Aim: Rewrite the lines below with every "examine" changed to "look at" and nothing else altered. Leave the pictures out of your answer.

── Given data ──

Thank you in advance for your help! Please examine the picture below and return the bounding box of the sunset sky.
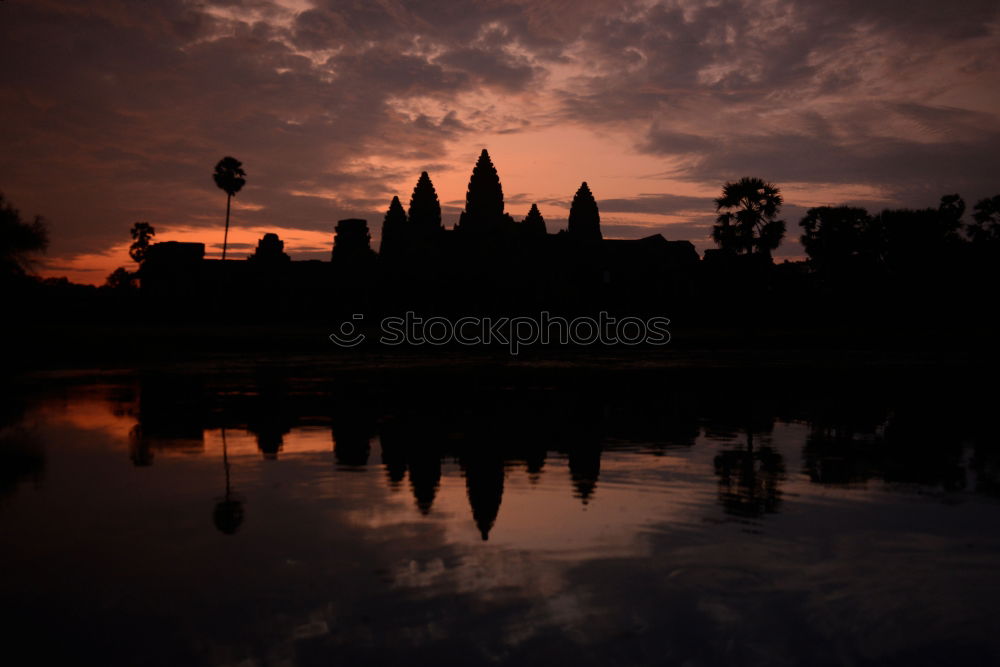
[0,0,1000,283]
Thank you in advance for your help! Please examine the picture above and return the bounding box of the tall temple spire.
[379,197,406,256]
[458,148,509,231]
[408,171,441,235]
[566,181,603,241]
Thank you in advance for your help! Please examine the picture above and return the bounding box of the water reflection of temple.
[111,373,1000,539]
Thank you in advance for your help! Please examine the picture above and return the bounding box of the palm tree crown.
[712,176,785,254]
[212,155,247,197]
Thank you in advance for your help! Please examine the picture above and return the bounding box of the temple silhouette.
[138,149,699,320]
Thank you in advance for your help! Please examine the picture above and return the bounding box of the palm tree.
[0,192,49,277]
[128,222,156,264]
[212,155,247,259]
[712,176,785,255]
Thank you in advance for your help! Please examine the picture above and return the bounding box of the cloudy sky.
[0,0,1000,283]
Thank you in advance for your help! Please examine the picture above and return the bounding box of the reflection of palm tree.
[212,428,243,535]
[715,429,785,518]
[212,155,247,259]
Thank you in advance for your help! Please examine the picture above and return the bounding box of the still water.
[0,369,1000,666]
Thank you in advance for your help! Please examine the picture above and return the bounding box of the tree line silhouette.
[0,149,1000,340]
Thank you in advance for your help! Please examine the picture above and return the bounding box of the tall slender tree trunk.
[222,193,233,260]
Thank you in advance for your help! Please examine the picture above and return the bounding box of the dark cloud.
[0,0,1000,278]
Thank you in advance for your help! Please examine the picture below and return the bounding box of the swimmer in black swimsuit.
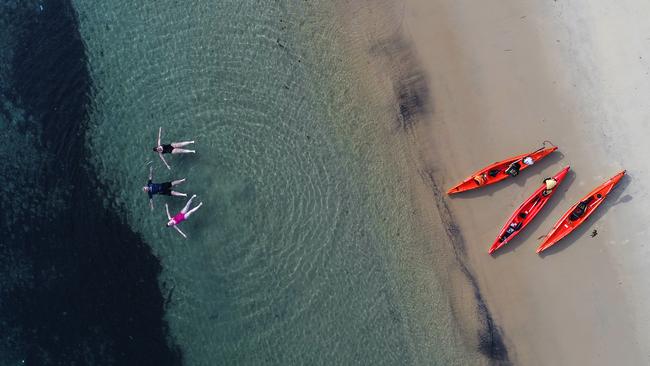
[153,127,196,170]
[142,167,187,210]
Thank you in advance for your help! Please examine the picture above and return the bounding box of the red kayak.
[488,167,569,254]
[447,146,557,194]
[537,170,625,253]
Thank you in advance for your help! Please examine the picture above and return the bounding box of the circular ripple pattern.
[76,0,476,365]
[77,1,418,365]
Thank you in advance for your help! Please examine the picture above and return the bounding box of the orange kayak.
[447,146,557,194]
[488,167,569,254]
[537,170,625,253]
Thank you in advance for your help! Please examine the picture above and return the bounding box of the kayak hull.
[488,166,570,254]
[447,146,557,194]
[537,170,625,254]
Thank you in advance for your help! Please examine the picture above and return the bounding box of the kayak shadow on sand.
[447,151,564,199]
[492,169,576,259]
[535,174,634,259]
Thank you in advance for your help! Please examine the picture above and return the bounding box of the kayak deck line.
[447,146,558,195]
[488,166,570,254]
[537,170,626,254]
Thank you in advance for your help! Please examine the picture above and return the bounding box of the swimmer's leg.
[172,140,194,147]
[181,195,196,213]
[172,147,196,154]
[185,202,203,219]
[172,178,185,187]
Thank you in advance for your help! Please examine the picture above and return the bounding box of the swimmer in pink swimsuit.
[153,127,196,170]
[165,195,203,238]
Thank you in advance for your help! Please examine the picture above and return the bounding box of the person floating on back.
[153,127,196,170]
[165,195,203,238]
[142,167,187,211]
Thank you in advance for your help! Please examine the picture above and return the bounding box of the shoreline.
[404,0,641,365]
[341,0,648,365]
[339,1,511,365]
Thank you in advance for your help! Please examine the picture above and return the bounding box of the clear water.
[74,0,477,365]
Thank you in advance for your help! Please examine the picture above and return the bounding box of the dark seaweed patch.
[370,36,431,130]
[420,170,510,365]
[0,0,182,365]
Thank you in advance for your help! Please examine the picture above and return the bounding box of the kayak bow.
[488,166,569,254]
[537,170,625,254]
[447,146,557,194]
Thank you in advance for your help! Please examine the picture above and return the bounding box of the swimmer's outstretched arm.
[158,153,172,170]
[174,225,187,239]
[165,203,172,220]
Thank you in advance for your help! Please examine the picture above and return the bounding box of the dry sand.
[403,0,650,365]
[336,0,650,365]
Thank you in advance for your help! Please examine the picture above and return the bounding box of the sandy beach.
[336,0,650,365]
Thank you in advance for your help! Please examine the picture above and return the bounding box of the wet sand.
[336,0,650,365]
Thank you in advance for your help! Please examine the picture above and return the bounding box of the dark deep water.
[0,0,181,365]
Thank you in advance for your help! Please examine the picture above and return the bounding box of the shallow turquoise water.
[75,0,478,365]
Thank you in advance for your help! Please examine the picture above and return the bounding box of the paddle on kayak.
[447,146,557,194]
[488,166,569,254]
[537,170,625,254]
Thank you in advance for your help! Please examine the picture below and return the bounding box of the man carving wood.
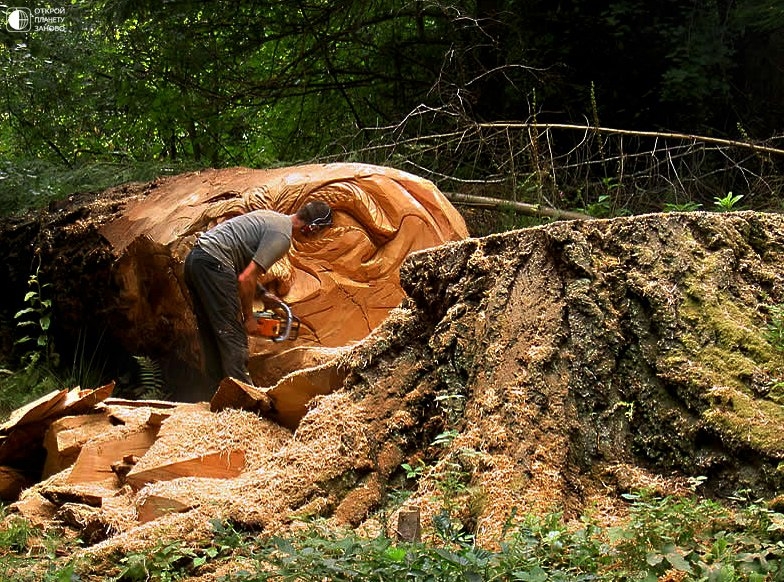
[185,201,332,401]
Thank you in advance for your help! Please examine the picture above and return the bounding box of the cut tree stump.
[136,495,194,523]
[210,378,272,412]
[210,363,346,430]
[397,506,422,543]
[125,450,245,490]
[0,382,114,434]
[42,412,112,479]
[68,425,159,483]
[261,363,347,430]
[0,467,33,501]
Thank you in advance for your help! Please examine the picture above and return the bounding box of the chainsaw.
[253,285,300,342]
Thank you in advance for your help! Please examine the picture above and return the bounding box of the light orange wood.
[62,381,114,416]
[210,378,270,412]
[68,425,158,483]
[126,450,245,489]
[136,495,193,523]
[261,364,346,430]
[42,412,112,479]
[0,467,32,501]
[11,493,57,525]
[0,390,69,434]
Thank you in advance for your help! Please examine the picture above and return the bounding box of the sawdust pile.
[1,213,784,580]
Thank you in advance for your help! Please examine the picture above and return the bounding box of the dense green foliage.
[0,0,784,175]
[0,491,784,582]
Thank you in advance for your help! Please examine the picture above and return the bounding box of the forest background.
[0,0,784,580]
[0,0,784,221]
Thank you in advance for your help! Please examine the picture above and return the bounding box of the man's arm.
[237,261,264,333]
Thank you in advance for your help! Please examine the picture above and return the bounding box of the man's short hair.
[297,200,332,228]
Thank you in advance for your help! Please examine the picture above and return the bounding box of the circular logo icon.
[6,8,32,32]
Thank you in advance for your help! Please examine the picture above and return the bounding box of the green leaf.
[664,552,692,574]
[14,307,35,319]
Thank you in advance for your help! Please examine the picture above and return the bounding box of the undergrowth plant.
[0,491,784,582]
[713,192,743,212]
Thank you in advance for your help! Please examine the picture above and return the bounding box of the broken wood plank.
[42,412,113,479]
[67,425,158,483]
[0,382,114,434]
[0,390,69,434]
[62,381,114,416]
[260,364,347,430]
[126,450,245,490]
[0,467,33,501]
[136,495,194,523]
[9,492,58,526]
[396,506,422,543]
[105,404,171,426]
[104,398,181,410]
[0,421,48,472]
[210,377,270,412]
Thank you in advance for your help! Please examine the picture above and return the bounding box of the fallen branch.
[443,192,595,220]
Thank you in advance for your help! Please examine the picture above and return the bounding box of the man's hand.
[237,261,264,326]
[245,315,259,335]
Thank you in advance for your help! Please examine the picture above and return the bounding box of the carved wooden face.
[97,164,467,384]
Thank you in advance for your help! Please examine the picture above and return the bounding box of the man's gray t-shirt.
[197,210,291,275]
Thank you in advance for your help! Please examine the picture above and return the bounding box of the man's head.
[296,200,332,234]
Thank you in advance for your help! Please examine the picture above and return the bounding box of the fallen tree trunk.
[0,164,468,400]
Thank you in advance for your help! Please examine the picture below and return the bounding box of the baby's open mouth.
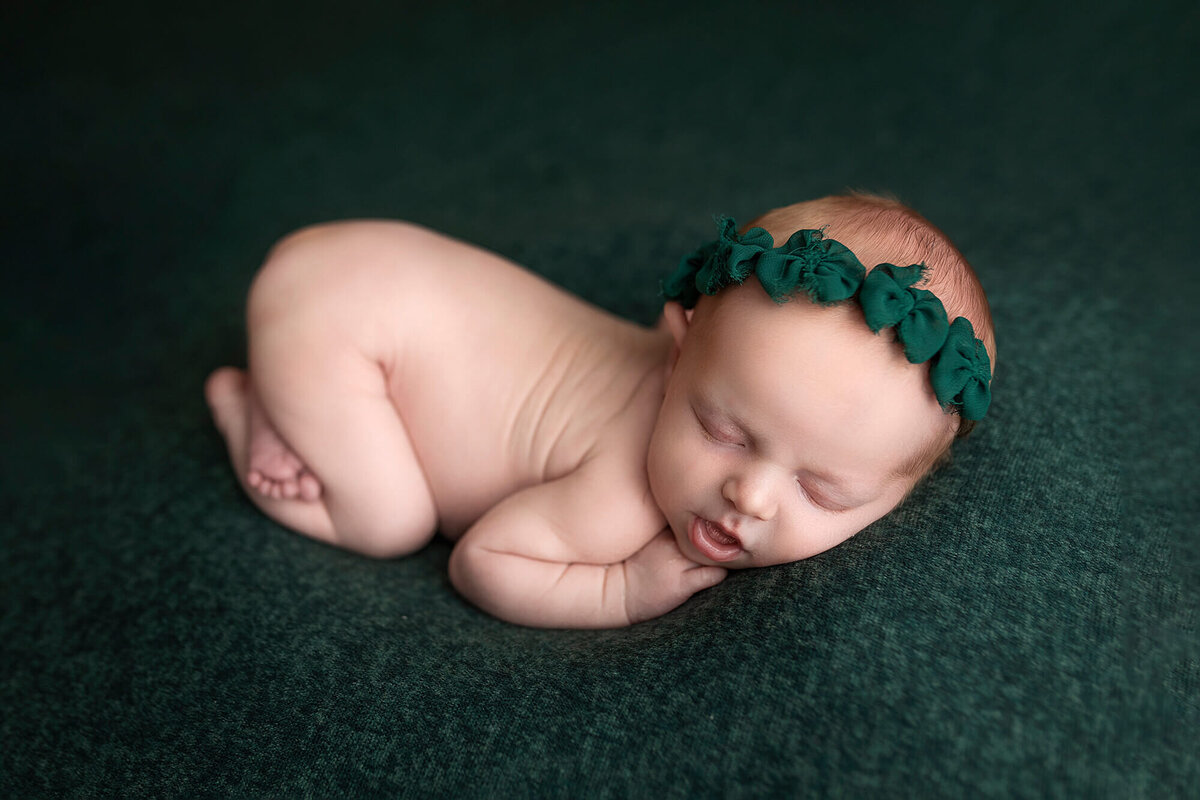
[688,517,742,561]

───

The solution:
Thank you in advance for your help! Please look at the picture below and return the bounding box of the sunset sky.
[0,0,1000,283]
Thank you in advance for your help! Please look at the picture above and return the bounding box of the tall temple spire.
[379,197,406,256]
[458,148,509,231]
[408,171,441,235]
[566,181,603,241]
Thank you in advance for your help! Please look at the picture above and return the bounding box of the water reflection of temple.
[111,373,1000,539]
Thank you in advance for your help! Please look at the picture above and return the bounding box of the palm tree crown.
[712,176,785,254]
[212,155,247,197]
Thank you in advance for your help! Please look at the picture above and return the bounding box of the temple silhouette.
[138,149,699,320]
Thank you in advance for your help! Please look at the picture above and return the bounding box of the palm tree.
[0,192,49,277]
[128,222,156,264]
[212,155,247,259]
[712,176,785,255]
Thank you in advance for your help! Please look at the picture above and return the bounding box of the cloudy sky.
[0,0,1000,283]
Thank you in advance for your help! Please look at the picture above and return the bounding box of the reflection of palm tree.
[212,428,243,535]
[715,429,785,518]
[212,155,247,259]
Thank you in advance for your help! Please look at the picture above and return the bounding box of the still water.
[0,369,1000,666]
Thank you in advance for your help! Please look at the picture above and return the bounding box of the tree line silhouette.
[0,149,1000,340]
Thank you in advance for your help! Please look at the picture above and return the bounding box of the tall slender tree trunk.
[222,193,233,260]
Thank you in advance for your help! Please look at the picture above and return the bounding box of the dark cloud.
[0,0,1000,278]
Thank you in advance for your help! Please look at the picture below and return the bounding box of the swimmer in black swimsuit.
[153,127,196,170]
[142,167,187,210]
Thank you in advance for your help! Please look at the picture above and return the bounding box of the red kayak.
[488,167,569,254]
[447,146,557,194]
[537,170,625,253]
Thank you in advance for your help! Please look at the picture above and return the bounding box of the circular ripple pattern.
[76,0,476,365]
[77,1,418,365]
Thank you in advance for your help! Please look at the picture above and return the bounding box of the orange kayak.
[447,146,557,194]
[488,167,569,254]
[537,170,625,253]
Thank you in advance for your help! Please look at the picture above and return the bounding box of the kayak hull.
[488,166,570,254]
[447,146,557,194]
[537,170,625,254]
Thank you in advance for your help! Please look at the picture above and return the bounding box of the kayak shadow on sand.
[447,151,564,199]
[492,169,576,259]
[535,174,634,259]
Thank you in advance for your help! Please look at the picture above and return the bounding box of the kayak deck line.
[447,146,558,195]
[488,166,570,254]
[537,170,626,254]
Thank you in advance for your help! Please look at the picture above and return the bounding box of the swimmer's leg.
[172,140,194,147]
[181,195,196,213]
[172,147,196,154]
[185,202,203,219]
[172,178,185,187]
Thank you in advance for your help! Please look at the picture above and return the bounding box of the swimmer in pink swimsuit.
[153,127,196,170]
[165,195,203,238]
Thank you in advance for your help! Please look at the picture above and return the bounding box of the person floating on back.
[153,127,196,170]
[165,195,203,238]
[142,167,187,211]
Thank you in advance for your help! Please look at the picture above and return the bounding box of the shoreline.
[404,0,641,365]
[341,0,648,365]
[339,1,511,365]
Thank you in advance for your help! Please look at the picture above and return the bounding box of the clear water.
[74,0,477,365]
Thank you in advance for your help! Please look at the picture above and return the bounding box of the dark seaweed patch.
[370,36,431,130]
[420,170,510,365]
[0,0,182,365]
Thank you in advance for your help! Please look at the picture above and return the bounding box of the kayak bow.
[488,166,569,254]
[537,170,625,254]
[447,146,557,194]
Thank you in advance for your help! Please look at the picture above and return the bounding box of the swimmer's outstretched arm.
[158,153,172,170]
[174,225,187,239]
[165,203,172,220]
Thank you in advance for your help! Please look at the picture above and return the bounding box of the dry sand.
[403,0,650,365]
[336,0,650,365]
Thank you in advance for your help! Please look at the picture above and return the bounding box of the sandy beach.
[336,0,650,365]
Thank you in advance for your help! Please look at the picture above and return the bounding box of the wet sand.
[336,0,650,365]
Thank you in advance for your help! Please look at the picture above and return the bounding box of the dark deep water.
[0,0,181,365]
Thank you in advance for your help! Please look at the picture above and return the bounding box of the shallow turquoise water.
[75,0,478,365]
Thank you in advance for your help! Please look at the picture above and return the bounding box of the paddle on kayak.
[447,146,557,194]
[488,166,569,254]
[537,170,625,254]
Thank you in advance for your help! Please look at the picture below and return the bounding box of the man carving wood.
[185,201,332,401]
Thank you in advance for your help! Please look at the picture above and return the bounding box of the cut tree stump.
[136,495,194,523]
[210,378,272,412]
[210,363,346,430]
[397,506,422,543]
[125,450,245,490]
[0,382,114,434]
[42,412,112,479]
[68,425,159,483]
[261,363,347,430]
[0,467,33,501]
Thank you in advance for your help! Please look at the picture above and return the bounding box of the chainsaw.
[253,285,300,342]
Thank you in advance for your help! Please look at the picture above and return the bounding box of the light orange wood.
[62,381,114,416]
[210,378,270,412]
[68,425,158,483]
[126,450,245,489]
[136,495,193,523]
[261,364,346,430]
[42,412,112,479]
[0,467,32,501]
[11,493,57,525]
[0,390,69,434]
Thank you in advance for your help! Please look at the picture above and return the bounding box of the sawdust pile.
[1,213,784,580]
Thank you in advance for your help! Please look at the picture above and return the bounding box of the dense green foliage.
[0,0,784,175]
[0,491,784,582]
Thank you in advance for your help! Please look at the picture above and return the bounding box of the forest background.
[0,0,784,580]
[0,0,784,221]
Thank you in advance for your help! Please look at the picture above and return the bounding box of the man's arm.
[237,261,264,333]
Thank you in advance for your help! Please look at the picture above and return the bounding box of the man's short hair.
[297,200,332,228]
Thank you in advance for your help! Please look at the picture above and return the bounding box of the circular logo icon.
[6,8,32,32]
Thank you in advance for your help! Please look at the picture above and return the bounding box of the green leaf.
[664,552,692,574]
[14,307,35,319]
Thank you in advance for your help! Please look at the picture above and return the bounding box of the undergrowth plant.
[0,491,784,582]
[713,192,743,212]
Thank you in advance for your help! Please look at the picture above and return the bounding box of the broken wood plank.
[42,412,113,479]
[67,425,158,483]
[0,382,114,434]
[0,390,69,434]
[62,381,114,416]
[260,364,347,430]
[126,450,245,490]
[0,467,33,501]
[136,495,194,523]
[9,492,58,526]
[396,506,422,543]
[105,404,171,426]
[104,398,181,410]
[0,421,48,472]
[210,377,270,412]
Thank you in advance for your help! Please look at the picture above and return the bounding box of the fallen branch.
[443,192,595,220]
Thank you in advance for your help! Please look at the picture above and return the bounding box of the man's hand.
[237,261,264,326]
[245,315,259,335]
Thank you in advance for your help! Please look at the picture above and return the bounding box of the carved wooden face.
[97,164,467,384]
Thank you in advance for your help! Please look at the picture above and return the bounding box of the man's gray t-shirt.
[197,210,291,275]
Thank you in advance for your help! Please look at the picture above and return the bounding box of the man's head.
[296,200,332,234]
Thank you in advance for your help! Please look at the picture above and return the bounding box of the fallen tree trunk.
[0,164,468,400]
Thank you in advance for your help! Please look at the picture below and return the bounding box of the baby's open mouth.
[688,517,742,561]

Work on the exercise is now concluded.